TASK DETAILS: As the answer, give exactly the lines of the records below from the one with "Field-scouting request: tag every instance of the balcony" through the one with "Target: balcony railing", ends included and pictures left out.

──────────────────────────────

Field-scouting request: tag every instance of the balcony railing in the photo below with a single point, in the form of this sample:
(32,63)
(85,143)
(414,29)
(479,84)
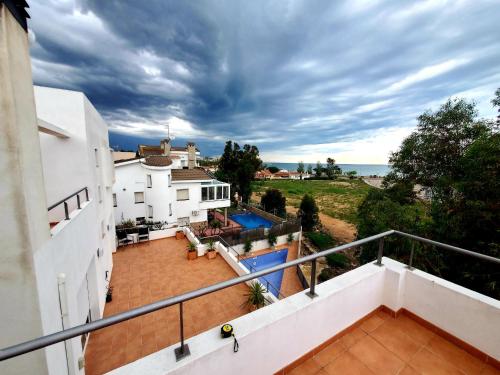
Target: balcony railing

──────────────────────────────

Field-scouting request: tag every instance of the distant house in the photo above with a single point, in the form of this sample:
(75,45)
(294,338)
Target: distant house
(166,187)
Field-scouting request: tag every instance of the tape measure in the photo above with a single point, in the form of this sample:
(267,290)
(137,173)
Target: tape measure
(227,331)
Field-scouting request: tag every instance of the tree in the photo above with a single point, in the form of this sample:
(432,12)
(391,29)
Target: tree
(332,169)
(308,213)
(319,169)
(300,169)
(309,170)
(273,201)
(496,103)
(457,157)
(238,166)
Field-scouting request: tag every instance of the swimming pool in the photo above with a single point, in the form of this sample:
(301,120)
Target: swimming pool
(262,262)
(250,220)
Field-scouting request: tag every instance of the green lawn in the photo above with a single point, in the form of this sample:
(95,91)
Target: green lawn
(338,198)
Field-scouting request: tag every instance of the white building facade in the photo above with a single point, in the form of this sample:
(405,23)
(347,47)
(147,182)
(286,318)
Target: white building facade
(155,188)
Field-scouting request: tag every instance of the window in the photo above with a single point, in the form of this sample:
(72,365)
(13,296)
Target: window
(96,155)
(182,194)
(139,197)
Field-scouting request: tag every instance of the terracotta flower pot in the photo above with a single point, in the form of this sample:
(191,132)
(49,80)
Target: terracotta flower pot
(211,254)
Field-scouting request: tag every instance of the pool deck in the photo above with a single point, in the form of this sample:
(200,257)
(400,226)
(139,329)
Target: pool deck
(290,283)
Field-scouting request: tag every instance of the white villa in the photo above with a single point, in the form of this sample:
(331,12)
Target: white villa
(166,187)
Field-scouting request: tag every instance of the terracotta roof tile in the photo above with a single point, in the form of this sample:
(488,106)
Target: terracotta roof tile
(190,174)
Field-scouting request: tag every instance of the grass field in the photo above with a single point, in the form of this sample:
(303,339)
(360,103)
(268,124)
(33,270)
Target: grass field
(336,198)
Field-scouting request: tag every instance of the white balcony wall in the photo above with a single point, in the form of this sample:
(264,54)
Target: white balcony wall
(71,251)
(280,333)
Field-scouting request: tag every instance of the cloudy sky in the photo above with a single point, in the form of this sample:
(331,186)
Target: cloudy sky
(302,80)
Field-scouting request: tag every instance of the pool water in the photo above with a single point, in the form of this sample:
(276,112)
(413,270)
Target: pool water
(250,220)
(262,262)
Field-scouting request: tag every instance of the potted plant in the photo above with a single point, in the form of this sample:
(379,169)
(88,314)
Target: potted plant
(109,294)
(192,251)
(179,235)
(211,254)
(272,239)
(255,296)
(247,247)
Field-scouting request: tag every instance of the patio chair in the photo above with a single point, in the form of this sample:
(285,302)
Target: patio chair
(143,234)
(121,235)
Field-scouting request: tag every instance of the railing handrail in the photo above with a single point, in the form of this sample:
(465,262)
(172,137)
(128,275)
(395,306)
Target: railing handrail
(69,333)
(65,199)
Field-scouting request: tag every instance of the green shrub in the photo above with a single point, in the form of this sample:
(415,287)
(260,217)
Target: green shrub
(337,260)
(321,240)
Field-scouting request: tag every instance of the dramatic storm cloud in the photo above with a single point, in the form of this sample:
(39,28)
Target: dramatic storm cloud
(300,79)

──────────────────────────────

EXERCISE OUTPUT:
Field-scouting request: tag every instance of the balcony railing in the photo below with a single point, in the form of this sample:
(32,63)
(85,143)
(414,29)
(479,84)
Target: balcony railing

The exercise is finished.